What is being asked:
All lines from the one containing "1. Scan for every white front door." to the end of the entries below should be output exactly as they appear. No other lines should be output.

[Collected data]
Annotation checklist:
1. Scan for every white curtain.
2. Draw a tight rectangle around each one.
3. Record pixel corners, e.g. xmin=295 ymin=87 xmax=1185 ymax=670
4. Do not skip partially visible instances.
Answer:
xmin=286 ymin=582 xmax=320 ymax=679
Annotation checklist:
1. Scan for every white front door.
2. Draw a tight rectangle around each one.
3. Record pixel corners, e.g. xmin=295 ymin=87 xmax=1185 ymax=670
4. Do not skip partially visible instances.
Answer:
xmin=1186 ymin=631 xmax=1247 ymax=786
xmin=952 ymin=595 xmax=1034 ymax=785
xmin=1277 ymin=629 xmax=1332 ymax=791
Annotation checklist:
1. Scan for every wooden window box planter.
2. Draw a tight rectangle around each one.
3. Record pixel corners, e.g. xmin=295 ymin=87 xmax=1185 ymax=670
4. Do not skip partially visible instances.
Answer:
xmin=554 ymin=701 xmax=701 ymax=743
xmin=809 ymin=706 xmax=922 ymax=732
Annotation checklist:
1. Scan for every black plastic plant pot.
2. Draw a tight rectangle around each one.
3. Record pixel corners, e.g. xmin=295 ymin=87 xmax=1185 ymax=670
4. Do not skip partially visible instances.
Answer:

Output for this task:
1. Scan for every white front door.
2. Draw a tight rectangle around each one.
3. Record pixel corners, e.g. xmin=295 ymin=87 xmax=1185 ymax=670
4. Do not skip partially visible instances.
Answer:
xmin=1186 ymin=631 xmax=1247 ymax=786
xmin=952 ymin=595 xmax=1034 ymax=785
xmin=1277 ymin=629 xmax=1332 ymax=791
Annotation checklist:
1. Scan for every wooden window box planter.
2. Draw a tight rectangle around each one.
3. Record pixel corners, e.g. xmin=295 ymin=87 xmax=1185 ymax=670
4. Do not skip partially visible instances.
Answer:
xmin=554 ymin=701 xmax=701 ymax=743
xmin=809 ymin=706 xmax=922 ymax=732
Annotation checklist:
1. Scan for every black plastic plant pot.
2. Draw a tight rectangle around each one.
3. Record pixel corners, e.g. xmin=295 ymin=87 xmax=1185 ymax=670
4. Do not skip partially visible instances.
Answer:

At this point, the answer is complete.